- **EXERCISES TO COMPLETE**:
1/ In the article on Japanese candlesticks, why does the author never rely on patterns such as the hammer or engulfing by themselves? Answer in one to three sentences.
2/ Answer these questions on the article about Japanese candlesticks, each on its own line:
(a) Which four prices does every candle carry for its period?
(b) Which patterns does the author list as worth knowing?
(c) What topic does the article say it will start with?
3/ Write the next part of the article on Japanese candlesticks, starting right after its last line.
[BEGIN SELECTED EXCERPT]
Every Japanese candle carries four prices for its period: the open, the close, the high and the low. From the body and the wicks you read the fight between buyers and sellers over that stretch. But a pretty candle on its own means very little, and it comes alive only at a strong level with volume behind it.
Almost every beginner walks into trading through candles, and I was no exception. At first it looks like a ready-made map: spot a clean candle, jump in, collect. In practice the bare picture fools you more often than it helps. I lean on candlestick patterns every single day, the hammer and engulfing are working signals for me, but never by themselves. Below we go in order: how a candle is built, how to read direction from it, which patterns are genuinely worth knowing, and why they lie without a level and volume.
In this article we'll cover:
- a candle holds four prices, the body and wicks read as a fight between the two sides, and the close matters most;
- the patterns worth knowing are few: the pin bar, engulfing, the hammer, the doji and the evening star;
- a bare pattern, in my experience, sits close to a coin toss, with a hit rate near fifty-fifty;
- what turns a pattern into a signal is a strong level and confirmation from volume, not its name.
We'll start with how the candle itself is put together.
What are Japanese candlesticks and how do you read them?
[END SELECTED EXCERPT]
[BEGIN RECORD LIST]
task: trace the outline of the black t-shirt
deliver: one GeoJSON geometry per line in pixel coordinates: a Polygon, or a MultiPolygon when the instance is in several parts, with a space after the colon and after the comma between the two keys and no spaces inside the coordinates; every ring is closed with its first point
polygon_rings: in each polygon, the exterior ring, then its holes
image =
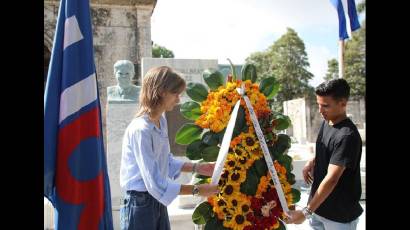
{"type": "Polygon", "coordinates": [[[316,141],[313,184],[309,197],[315,194],[327,174],[329,164],[345,166],[342,176],[315,213],[336,222],[350,222],[362,214],[360,158],[362,140],[353,122],[345,120],[330,126],[323,121],[316,141]]]}

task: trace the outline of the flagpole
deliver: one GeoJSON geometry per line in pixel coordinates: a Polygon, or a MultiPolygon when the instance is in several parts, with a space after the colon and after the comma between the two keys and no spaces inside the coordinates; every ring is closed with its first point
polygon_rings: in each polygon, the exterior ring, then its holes
{"type": "Polygon", "coordinates": [[[339,78],[343,78],[344,70],[344,39],[339,40],[339,78]]]}

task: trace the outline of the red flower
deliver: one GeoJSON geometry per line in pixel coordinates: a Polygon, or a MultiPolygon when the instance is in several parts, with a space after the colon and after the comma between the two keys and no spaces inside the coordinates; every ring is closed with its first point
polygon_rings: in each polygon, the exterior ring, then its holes
{"type": "Polygon", "coordinates": [[[253,216],[253,214],[250,212],[250,213],[246,214],[246,219],[249,222],[253,222],[255,220],[255,216],[253,216]]]}
{"type": "Polygon", "coordinates": [[[262,199],[258,199],[256,197],[251,198],[251,208],[254,211],[260,210],[262,208],[262,199]]]}

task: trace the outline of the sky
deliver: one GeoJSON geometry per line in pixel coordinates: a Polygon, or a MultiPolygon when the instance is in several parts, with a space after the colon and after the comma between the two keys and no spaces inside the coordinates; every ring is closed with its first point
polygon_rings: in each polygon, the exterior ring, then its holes
{"type": "MultiPolygon", "coordinates": [[[[357,2],[357,1],[356,1],[357,2]]],[[[362,18],[360,18],[360,21],[362,18]]],[[[151,17],[154,43],[181,59],[243,64],[290,27],[305,43],[319,85],[327,61],[338,57],[338,19],[329,0],[158,0],[151,17]]]]}

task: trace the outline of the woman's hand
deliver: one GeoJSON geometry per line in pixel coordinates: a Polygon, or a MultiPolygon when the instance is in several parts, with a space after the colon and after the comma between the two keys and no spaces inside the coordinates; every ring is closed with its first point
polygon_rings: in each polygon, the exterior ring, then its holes
{"type": "Polygon", "coordinates": [[[196,173],[203,176],[212,176],[214,172],[215,163],[198,164],[196,166],[196,173]]]}
{"type": "Polygon", "coordinates": [[[199,195],[200,196],[212,196],[217,193],[219,193],[218,185],[212,185],[212,184],[200,184],[197,185],[199,189],[199,195]]]}

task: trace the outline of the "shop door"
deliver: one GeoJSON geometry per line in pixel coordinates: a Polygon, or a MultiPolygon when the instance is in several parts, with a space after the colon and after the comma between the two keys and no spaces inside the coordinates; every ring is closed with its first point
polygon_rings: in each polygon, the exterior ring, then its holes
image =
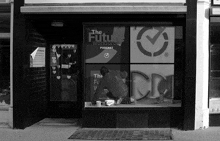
[END RECORD LIST]
- **RESULTS OF THE EXERCISE**:
1/ The author says a bare candle picture fools you more often than it helps, and that in the author's experience a pattern alone sits close to a coin toss, with a hit rate near fifty-fifty. A candle comes alive only at a strong level with volume behind it.

2/
(a) The open, the close, the high and the low.
(b) The pin bar, engulfing, the hammer, the doji and the evening star.
(c) How the candle itself is put together.

3/
Japanese candlesticks are a type of exchange chart where each element holds four prices for the chosen period: the open, the close, the high and the low. A candle has a body and wicks, also called shadows or tails: the body is the span between the open and the close, while the wicks show how high and how low price wandered inside the period without holding there.
In effect, a single candle is the compressed story of one fight. A large body says the move was strong and that one side clearly ran the show, while long wicks reveal that price was shoved one way and beaten back, a rejection of those levels. The method is not new: a Japanese rice merchant, Munehisa Homma, devised it back in the eighteenth century, and the analyst Steve Nison later carried candles to the West. Homma grasped the key thing, that price is driven not only by the harvest but by the psychology of the crowd, and across three hundred years the tool has not changed, because its essence has not: the fear and greed of real people get stamped onto the chart. And the most important of the four prices is the close, because it shows who stayed in charge by the end of the period. That is why I always judge a candle by where it closed, not by where it managed to poke a wick.

In short: A candle holds four prices for its period; a large body means one side dominated, long wicks mean levels were refused, and the close matters most because it shows who stayed in charge.
Bullish vs bearish candles: what the close really tells you
Nothing could be simpler here. If a candle closes higher than it opened, it is bullish, and buyers took that period. If it closes below its open, it is bearish, and sellers held the reins. On most platforms a bullish candle is green and a bearish one is red, but the colour is secondary; what counts is the pairing of open and close. The size of the body hints at strength: the larger it is relative to the wicks, the more confidently the winning side moved.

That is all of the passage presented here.